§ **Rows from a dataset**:
● ● ● ●

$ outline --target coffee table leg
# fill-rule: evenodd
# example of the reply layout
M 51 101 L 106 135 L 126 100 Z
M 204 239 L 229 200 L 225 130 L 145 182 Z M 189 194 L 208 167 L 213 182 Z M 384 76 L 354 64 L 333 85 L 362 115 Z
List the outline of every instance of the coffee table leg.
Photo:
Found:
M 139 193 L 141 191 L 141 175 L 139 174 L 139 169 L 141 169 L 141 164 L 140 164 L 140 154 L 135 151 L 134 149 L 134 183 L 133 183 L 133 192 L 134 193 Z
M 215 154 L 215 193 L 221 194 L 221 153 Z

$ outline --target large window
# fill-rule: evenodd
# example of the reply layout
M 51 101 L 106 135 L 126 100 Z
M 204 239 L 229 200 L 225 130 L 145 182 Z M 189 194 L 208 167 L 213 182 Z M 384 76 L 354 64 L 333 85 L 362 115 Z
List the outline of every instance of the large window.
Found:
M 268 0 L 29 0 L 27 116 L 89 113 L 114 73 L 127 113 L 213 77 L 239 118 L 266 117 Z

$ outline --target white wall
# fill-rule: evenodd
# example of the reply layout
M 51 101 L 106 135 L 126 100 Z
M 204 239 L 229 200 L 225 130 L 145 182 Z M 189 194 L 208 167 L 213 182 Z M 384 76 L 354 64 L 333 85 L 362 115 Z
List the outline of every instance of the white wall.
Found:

● ● ● ●

§ **Set task**: Starting at the line that contains "--target white wall" and ending at the last line of the records, write those lines out again with "white wall" replaced by "gray wall" and all else unchanged.

§ **Correct result**:
$ outline --target gray wall
# fill-rule: evenodd
# example of the reply layout
M 51 101 L 106 135 L 126 100 Z
M 204 239 L 229 200 L 225 130 L 145 182 Z M 189 194 L 208 167 L 213 182 Z M 384 76 L 354 64 L 333 85 L 362 115 Z
List the outline of every instance of the gray wall.
Found:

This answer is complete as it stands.